**Directive:**
Lay out the lines below, from the line containing "Guideline: mark the red brake" through the line containing "[[473, 431]]", as a Markdown table with columns Row and Line, leaving out any blank lines. Include only those lines, with both ends counted.

Excerpts of location labeling lines
════════════════════
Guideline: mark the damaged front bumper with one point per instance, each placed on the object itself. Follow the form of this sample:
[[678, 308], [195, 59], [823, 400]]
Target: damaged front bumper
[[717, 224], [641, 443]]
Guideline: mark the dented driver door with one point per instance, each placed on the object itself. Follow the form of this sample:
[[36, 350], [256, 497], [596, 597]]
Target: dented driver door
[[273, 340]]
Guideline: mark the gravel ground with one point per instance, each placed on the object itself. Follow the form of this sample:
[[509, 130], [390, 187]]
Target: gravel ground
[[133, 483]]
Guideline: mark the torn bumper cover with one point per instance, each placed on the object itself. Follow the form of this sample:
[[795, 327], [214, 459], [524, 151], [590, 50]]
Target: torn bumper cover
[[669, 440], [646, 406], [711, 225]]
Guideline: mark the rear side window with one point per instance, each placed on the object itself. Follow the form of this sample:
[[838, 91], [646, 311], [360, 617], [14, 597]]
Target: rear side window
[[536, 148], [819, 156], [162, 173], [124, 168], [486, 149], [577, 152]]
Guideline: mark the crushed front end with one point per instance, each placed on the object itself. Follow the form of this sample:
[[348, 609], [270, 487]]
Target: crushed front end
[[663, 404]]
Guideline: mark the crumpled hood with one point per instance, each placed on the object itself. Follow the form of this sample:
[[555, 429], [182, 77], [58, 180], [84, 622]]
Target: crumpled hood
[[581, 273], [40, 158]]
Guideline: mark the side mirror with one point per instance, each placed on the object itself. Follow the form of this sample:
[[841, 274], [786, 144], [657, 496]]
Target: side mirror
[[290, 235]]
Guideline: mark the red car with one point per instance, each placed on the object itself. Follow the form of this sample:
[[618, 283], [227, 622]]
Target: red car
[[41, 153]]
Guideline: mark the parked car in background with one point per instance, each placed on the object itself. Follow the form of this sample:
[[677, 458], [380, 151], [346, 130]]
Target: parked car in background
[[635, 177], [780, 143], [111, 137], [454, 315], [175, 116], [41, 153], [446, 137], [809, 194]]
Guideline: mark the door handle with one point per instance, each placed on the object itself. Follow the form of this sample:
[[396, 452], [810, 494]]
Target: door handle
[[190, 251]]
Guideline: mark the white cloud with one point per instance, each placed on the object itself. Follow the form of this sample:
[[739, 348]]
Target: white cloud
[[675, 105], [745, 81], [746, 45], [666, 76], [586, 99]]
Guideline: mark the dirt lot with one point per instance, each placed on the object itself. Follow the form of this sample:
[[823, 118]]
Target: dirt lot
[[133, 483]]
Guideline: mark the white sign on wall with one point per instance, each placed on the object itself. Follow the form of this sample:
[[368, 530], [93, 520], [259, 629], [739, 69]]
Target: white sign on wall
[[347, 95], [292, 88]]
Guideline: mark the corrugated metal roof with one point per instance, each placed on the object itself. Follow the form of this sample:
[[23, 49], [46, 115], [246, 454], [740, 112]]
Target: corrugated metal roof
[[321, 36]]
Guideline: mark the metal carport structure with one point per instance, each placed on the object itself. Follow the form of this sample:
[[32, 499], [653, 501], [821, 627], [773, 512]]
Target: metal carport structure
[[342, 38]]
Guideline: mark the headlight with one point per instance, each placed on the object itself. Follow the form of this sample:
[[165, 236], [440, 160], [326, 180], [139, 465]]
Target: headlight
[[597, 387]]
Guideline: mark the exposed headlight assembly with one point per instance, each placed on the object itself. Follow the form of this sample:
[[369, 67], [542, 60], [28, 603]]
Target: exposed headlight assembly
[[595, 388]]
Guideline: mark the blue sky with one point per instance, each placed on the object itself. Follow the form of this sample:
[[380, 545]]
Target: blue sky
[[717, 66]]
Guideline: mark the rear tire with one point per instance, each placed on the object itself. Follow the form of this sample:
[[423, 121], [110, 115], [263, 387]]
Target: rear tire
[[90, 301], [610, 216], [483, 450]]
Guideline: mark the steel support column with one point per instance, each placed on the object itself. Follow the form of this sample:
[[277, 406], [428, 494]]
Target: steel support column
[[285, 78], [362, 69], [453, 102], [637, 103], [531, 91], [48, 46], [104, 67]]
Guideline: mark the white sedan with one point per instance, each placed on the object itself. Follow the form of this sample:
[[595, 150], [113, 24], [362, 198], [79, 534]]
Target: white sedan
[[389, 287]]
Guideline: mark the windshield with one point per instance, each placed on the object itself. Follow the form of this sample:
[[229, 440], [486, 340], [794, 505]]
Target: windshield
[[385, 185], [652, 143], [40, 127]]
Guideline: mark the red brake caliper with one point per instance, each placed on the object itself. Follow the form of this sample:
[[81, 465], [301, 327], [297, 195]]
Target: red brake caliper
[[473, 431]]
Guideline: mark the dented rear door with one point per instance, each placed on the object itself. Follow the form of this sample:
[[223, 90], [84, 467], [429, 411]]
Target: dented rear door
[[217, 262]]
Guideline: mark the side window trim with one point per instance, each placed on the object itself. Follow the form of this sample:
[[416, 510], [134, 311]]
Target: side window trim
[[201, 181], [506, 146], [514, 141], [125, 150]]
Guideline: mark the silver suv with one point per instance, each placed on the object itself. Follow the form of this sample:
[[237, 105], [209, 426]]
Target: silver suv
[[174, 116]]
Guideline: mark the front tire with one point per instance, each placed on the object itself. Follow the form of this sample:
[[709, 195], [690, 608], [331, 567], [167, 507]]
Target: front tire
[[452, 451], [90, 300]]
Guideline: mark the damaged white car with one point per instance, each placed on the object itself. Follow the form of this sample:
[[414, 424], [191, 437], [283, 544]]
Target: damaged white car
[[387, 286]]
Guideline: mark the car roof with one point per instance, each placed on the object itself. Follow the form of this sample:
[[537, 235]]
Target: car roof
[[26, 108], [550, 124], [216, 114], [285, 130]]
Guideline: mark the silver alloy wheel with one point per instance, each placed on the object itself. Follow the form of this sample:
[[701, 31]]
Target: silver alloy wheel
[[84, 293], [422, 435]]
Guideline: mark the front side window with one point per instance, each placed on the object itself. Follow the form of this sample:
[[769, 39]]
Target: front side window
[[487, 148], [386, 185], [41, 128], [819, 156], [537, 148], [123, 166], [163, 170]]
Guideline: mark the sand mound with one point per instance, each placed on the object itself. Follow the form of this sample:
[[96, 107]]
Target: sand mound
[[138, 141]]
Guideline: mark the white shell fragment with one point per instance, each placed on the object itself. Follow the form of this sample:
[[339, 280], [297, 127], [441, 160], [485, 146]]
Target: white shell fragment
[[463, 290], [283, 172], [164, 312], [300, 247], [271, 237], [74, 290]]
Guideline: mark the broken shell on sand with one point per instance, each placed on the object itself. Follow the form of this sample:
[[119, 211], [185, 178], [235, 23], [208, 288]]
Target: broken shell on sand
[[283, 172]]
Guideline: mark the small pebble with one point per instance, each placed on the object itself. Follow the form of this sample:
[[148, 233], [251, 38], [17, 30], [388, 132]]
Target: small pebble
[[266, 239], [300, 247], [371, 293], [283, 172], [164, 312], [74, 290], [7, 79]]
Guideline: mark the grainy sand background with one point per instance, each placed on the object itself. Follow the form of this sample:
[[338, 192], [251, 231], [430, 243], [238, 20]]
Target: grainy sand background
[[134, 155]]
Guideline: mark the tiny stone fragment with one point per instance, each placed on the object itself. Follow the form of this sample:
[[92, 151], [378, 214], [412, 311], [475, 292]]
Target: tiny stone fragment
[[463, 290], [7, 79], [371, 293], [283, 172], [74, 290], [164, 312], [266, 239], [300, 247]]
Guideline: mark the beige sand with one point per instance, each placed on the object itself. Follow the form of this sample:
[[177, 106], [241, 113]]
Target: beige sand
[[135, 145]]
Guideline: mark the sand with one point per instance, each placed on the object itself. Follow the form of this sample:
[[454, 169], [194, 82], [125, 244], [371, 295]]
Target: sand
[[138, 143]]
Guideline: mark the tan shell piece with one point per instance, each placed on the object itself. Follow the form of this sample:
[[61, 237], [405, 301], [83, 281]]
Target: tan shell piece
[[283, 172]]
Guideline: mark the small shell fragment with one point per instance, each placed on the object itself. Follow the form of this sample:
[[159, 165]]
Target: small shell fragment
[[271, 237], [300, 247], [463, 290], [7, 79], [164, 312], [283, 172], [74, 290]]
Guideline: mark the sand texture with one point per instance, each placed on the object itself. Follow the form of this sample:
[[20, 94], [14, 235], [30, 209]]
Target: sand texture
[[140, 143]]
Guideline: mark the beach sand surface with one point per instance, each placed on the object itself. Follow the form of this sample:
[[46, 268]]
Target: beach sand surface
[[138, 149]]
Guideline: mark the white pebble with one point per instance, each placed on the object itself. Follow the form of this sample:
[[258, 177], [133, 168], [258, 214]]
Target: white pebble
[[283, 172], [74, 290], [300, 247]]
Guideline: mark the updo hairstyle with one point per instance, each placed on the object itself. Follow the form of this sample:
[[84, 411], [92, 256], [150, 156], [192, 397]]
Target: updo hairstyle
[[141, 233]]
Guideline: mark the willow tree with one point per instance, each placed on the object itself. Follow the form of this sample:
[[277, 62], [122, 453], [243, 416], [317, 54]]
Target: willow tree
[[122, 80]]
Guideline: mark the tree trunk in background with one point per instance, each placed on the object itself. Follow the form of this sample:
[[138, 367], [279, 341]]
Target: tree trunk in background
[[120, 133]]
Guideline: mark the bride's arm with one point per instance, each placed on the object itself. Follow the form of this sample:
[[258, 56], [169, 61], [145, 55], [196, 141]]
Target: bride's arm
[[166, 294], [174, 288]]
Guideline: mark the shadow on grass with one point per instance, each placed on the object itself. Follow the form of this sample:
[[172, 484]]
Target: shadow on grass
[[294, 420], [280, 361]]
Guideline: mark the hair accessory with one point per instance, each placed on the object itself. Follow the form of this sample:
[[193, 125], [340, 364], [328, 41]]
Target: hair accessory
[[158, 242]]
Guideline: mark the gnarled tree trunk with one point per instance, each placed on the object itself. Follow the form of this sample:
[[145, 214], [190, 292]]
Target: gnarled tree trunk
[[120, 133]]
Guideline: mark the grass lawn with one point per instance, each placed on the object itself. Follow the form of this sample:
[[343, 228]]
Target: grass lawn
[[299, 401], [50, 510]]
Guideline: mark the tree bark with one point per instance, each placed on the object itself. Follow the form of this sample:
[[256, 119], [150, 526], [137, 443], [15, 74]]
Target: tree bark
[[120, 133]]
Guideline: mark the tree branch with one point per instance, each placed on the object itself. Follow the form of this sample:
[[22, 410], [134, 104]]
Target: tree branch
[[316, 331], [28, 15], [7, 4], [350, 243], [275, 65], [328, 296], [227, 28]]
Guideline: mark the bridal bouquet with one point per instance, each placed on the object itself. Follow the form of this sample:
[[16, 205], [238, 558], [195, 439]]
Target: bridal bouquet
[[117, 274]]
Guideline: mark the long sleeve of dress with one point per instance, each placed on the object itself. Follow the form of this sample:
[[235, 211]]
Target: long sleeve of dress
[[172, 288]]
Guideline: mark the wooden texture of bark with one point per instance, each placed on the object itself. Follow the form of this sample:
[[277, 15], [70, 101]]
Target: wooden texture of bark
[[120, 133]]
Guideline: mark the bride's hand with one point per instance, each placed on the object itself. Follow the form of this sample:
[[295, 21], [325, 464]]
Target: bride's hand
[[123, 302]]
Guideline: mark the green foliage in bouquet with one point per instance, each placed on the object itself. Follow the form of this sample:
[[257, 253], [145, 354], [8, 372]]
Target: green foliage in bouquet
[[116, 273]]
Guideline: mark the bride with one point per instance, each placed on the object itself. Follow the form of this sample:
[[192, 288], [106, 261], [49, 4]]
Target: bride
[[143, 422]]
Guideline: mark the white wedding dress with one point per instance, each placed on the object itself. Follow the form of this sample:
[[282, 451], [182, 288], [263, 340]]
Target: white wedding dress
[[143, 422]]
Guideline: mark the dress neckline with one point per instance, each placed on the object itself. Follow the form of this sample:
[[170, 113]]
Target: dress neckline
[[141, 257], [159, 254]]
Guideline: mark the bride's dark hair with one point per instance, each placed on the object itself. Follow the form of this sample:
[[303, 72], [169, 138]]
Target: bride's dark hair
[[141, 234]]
════════════════════
**Output of the task:**
| Row | Line |
|---|---|
| 1 | Guideline: mark the red brake caliper with one point per instance, each placed on the object itself. Follow the form of this sample: |
| 2 | [[81, 465], [301, 327], [297, 195]] |
| 3 | Target: red brake caliper |
| 4 | [[473, 431]] |